Problem description: Give back exactly the stretch of data below from the line holding "box: [0, 96, 265, 188]" through the line holding "positive clicks: (52, 130)", both ends included, and leave the remaining lines out.

==== Given data

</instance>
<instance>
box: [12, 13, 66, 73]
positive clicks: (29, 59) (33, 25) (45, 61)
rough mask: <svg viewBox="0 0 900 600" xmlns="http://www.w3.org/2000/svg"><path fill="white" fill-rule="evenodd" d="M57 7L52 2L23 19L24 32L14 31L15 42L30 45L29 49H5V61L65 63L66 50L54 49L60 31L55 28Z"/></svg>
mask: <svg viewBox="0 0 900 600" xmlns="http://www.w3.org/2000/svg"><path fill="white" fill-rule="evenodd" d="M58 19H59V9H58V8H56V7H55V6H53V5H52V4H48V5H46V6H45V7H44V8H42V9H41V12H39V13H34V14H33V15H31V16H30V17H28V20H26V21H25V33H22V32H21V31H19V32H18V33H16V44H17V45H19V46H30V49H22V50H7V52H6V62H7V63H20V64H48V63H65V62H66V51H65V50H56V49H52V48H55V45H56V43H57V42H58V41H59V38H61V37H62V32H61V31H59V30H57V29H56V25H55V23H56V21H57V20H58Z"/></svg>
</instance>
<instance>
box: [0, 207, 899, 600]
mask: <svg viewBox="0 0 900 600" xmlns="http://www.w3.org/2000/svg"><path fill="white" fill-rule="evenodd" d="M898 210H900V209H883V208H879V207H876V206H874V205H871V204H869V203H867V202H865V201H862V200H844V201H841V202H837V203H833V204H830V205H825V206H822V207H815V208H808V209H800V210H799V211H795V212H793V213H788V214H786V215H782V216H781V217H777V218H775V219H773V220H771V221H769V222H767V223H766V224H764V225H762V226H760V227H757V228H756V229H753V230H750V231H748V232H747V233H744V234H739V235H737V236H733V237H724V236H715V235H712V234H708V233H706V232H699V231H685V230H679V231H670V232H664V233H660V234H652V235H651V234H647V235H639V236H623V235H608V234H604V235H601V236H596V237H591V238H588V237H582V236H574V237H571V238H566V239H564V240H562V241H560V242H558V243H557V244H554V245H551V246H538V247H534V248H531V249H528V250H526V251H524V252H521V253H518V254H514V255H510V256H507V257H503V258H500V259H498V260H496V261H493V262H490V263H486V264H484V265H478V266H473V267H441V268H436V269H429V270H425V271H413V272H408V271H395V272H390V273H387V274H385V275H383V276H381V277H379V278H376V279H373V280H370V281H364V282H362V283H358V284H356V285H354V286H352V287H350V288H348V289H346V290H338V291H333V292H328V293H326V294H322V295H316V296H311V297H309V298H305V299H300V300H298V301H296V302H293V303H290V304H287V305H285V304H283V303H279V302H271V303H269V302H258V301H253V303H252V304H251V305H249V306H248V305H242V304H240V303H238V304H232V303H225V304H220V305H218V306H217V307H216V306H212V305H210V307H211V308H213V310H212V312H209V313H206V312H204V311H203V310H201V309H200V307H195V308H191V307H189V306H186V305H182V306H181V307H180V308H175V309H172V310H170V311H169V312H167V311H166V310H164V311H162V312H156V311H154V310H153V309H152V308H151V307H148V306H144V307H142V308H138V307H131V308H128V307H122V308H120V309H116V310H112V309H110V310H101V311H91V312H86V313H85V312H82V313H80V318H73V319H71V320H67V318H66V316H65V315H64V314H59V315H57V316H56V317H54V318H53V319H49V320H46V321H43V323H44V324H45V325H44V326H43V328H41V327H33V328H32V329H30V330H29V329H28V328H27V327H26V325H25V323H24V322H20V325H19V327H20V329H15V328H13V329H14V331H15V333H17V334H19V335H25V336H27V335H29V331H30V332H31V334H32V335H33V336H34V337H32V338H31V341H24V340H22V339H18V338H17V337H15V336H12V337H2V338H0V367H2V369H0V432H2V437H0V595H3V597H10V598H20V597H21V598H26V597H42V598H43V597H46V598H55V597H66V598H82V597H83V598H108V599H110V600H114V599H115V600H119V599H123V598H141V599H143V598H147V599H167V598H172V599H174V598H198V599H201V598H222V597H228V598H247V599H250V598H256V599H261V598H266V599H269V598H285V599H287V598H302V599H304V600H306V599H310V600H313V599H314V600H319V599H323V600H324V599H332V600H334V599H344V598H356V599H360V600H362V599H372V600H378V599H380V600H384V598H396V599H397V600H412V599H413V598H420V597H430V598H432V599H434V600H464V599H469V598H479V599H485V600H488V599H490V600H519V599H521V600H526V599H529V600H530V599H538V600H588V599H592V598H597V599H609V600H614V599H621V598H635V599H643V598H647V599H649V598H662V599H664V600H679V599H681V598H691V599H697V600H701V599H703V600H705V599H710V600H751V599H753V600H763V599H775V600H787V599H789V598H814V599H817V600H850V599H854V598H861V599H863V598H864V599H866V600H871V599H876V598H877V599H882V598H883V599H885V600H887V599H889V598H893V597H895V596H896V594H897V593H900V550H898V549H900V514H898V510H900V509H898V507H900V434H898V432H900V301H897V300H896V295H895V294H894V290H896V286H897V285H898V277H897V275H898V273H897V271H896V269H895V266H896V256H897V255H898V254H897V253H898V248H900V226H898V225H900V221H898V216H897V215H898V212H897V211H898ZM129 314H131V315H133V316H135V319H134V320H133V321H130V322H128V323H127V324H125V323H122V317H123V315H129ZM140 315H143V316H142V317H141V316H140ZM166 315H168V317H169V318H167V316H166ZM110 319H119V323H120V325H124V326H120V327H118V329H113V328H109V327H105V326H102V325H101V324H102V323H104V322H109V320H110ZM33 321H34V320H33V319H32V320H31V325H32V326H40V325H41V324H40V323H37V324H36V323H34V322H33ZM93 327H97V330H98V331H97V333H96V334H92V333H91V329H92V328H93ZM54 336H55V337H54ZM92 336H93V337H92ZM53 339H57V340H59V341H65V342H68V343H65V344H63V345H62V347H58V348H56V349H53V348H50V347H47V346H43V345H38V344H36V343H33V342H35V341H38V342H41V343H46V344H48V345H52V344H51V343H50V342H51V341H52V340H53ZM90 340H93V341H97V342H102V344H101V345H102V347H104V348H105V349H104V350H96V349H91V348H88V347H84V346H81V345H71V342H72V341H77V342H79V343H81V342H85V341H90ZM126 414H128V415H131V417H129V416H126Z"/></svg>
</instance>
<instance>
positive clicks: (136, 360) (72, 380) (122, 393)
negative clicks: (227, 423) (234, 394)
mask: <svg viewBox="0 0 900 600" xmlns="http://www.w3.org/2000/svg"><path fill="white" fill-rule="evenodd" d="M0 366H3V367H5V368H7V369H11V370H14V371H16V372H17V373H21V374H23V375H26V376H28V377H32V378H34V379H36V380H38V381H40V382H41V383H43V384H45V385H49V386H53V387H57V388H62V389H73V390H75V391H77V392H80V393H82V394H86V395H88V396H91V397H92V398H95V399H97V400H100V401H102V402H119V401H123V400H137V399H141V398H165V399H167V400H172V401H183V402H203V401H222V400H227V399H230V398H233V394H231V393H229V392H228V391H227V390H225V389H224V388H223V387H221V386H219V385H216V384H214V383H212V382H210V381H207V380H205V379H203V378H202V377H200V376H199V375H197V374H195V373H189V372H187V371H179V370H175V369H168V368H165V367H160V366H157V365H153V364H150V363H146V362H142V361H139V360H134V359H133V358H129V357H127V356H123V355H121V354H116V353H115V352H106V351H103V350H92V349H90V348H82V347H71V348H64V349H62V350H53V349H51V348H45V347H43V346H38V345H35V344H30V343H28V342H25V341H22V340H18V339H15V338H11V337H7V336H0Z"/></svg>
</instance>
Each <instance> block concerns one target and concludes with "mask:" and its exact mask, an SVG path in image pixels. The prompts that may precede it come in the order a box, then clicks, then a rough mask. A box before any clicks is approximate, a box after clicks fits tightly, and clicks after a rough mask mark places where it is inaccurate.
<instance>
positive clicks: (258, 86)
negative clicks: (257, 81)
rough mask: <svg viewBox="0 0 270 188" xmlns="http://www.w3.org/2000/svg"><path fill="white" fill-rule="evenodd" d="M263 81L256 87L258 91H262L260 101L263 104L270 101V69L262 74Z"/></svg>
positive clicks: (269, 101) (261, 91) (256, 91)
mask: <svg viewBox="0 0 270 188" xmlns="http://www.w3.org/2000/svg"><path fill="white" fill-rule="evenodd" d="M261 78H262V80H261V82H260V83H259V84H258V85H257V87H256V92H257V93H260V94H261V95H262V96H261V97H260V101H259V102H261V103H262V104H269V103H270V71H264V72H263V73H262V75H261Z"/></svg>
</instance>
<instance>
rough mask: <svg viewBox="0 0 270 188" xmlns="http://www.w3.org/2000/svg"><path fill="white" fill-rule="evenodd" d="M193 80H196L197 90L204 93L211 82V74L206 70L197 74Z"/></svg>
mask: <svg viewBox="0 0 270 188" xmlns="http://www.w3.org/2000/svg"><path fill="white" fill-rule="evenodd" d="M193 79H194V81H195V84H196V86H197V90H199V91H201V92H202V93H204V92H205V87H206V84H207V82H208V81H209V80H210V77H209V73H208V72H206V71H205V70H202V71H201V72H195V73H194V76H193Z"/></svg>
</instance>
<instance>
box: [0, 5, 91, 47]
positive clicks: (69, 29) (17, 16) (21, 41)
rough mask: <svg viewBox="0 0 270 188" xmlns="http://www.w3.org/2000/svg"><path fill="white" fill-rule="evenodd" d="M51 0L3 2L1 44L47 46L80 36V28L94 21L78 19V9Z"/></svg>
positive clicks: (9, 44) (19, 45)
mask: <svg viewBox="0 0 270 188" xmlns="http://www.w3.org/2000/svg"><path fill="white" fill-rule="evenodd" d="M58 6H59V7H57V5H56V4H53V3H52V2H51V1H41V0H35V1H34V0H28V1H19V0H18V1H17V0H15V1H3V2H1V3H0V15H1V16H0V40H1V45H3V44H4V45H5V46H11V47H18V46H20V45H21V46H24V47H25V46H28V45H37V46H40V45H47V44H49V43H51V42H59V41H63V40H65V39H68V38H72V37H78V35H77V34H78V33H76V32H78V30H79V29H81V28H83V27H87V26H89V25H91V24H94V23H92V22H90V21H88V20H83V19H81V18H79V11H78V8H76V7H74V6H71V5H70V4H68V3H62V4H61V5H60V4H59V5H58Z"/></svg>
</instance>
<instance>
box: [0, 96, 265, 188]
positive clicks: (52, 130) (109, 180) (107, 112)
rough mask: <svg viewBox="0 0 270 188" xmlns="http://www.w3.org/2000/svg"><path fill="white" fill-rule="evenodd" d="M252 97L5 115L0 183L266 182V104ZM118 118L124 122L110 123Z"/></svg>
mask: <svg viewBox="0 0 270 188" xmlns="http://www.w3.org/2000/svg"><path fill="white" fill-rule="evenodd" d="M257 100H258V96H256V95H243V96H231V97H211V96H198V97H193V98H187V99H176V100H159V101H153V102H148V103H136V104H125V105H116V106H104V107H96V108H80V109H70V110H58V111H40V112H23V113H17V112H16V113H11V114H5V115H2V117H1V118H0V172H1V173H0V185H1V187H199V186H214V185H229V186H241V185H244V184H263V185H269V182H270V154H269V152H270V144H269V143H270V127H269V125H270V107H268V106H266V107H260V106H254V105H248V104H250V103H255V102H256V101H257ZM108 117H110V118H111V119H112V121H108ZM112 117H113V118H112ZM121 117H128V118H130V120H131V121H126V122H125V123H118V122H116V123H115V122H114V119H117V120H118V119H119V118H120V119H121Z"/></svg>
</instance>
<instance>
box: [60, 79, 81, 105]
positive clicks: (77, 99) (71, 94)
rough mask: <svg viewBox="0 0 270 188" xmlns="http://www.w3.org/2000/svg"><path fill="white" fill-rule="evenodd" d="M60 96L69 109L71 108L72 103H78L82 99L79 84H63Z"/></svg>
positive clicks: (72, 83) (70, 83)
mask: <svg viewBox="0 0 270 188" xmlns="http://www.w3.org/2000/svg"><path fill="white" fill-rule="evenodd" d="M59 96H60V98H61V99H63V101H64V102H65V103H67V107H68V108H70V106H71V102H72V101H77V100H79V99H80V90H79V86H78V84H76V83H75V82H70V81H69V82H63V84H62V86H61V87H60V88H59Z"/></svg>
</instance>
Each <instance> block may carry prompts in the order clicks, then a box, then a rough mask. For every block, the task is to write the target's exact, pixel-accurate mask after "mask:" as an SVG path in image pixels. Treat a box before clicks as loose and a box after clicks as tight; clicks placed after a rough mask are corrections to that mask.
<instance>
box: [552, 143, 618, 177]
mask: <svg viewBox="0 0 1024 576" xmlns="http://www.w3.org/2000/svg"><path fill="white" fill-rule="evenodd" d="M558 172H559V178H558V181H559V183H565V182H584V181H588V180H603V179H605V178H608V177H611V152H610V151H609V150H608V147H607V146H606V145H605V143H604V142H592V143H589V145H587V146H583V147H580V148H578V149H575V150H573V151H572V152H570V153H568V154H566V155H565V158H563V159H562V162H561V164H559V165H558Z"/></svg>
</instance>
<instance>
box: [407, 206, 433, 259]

========

Answer to this task:
box: [0, 96, 265, 188]
positive clicks: (52, 130) (109, 180) (107, 112)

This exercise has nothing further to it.